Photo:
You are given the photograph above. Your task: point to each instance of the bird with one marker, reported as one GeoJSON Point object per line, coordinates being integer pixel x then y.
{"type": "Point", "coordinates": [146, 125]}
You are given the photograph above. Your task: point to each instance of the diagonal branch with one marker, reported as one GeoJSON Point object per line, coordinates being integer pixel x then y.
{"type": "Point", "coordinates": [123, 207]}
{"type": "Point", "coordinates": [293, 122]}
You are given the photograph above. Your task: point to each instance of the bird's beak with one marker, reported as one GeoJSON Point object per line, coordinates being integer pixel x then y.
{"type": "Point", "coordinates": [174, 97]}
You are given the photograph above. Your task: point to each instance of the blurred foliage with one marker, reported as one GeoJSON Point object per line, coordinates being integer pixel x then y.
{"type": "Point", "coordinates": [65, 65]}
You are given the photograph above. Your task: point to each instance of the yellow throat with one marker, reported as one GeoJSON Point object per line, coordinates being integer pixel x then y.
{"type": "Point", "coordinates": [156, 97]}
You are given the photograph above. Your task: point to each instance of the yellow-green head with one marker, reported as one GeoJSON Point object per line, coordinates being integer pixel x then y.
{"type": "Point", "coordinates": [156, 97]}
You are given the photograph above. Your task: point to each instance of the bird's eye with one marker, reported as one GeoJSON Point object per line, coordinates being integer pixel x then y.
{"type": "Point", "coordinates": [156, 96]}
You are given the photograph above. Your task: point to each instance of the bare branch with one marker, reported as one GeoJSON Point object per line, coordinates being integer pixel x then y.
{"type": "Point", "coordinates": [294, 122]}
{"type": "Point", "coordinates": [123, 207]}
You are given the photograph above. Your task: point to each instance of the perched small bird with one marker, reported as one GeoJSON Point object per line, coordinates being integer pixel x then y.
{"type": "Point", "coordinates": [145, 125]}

→ Task to complete: Output nothing but the lines from the one containing "of the perched" through the last line of the data, exactly as they stand.

→ Exercise response:
You are given the photograph above. Your task: point to each instance of the perched small bird with one marker, reported as one GeoJSON Point object per line, coordinates being integer pixel x then y.
{"type": "Point", "coordinates": [145, 125]}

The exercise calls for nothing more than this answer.